• **Problem to solve**
Add 74 to every coordinate in the answers, then write out again only the part of the entries that opens with the line containing "on the stone" and continues to the end of the entries. Keep every line of that part.

Object position labeling entries:
—————

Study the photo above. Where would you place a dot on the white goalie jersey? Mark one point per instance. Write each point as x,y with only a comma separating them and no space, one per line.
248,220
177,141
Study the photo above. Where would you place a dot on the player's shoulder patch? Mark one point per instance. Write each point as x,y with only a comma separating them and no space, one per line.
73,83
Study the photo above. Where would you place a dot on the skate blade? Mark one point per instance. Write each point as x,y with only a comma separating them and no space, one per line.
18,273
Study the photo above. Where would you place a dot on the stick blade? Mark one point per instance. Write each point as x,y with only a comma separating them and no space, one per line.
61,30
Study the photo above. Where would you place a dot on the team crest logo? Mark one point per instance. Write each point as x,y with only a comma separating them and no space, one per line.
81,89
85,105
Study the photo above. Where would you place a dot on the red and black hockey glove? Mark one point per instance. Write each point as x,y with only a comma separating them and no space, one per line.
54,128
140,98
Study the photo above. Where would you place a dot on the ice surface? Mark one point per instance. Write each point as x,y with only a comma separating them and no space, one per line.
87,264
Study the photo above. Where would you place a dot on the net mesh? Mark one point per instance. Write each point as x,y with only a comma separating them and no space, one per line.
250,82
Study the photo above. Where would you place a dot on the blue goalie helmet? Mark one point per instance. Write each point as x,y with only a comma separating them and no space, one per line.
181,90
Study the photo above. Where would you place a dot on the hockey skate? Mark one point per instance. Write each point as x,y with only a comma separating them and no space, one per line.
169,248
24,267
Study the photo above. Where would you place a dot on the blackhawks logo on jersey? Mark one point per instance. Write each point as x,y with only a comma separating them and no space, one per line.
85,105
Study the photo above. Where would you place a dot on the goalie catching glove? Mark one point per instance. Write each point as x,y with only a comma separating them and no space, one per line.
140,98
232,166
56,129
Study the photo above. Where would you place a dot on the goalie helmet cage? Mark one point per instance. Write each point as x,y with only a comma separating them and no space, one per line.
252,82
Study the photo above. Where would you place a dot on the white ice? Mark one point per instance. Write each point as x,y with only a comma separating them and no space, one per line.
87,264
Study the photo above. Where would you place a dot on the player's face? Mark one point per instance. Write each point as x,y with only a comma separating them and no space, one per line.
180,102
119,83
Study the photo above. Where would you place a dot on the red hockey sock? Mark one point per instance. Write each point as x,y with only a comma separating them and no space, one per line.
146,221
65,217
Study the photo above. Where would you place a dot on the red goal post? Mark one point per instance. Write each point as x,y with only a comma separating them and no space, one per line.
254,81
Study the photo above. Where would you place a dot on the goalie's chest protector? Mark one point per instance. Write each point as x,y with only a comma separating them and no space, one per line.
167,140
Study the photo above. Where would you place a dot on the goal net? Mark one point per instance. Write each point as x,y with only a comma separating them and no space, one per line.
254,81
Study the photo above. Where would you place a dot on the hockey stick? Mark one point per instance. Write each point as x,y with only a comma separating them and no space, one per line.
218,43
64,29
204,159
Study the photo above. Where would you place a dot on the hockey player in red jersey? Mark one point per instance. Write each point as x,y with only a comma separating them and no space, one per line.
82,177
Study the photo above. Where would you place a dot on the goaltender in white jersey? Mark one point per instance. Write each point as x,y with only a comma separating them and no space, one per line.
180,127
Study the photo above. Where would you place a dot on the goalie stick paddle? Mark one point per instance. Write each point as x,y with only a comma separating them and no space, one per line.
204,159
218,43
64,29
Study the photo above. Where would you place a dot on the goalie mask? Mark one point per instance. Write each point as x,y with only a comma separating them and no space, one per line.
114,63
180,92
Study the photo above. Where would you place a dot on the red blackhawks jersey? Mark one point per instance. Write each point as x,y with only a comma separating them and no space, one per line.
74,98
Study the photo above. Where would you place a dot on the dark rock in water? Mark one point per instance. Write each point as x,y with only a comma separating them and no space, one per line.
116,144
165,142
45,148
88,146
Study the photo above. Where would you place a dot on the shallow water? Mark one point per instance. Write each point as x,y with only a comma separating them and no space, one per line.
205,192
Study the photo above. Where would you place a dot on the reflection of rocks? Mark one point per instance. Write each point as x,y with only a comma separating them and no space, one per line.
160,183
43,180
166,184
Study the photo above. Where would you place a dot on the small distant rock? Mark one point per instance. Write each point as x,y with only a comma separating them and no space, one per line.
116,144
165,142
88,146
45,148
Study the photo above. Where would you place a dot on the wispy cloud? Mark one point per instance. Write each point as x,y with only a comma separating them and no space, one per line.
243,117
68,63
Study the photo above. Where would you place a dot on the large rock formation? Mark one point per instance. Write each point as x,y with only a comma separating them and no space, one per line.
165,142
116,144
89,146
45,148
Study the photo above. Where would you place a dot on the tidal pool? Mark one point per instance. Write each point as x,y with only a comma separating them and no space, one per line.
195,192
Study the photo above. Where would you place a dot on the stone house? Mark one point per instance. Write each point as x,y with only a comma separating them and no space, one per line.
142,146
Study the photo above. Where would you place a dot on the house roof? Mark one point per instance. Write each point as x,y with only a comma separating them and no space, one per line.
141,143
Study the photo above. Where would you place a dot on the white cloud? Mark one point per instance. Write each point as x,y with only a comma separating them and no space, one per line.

—————

• **Output of the task**
Study the photo above. Where would you place a dot on the stone house? Mark one point per instance. Write each point as x,y with only a comma separating them and no space, one per line.
216,220
Study the photo above. Where would you place a dot on the house roof? Mark one point per instance. Write each point as x,y with only a comma separating them and no space, one per line.
215,217
Study the photo above. Where would you place a dot on the white cloud? Mark one point per instance. Write each point as x,y with only a comma separating them and no space, one per line.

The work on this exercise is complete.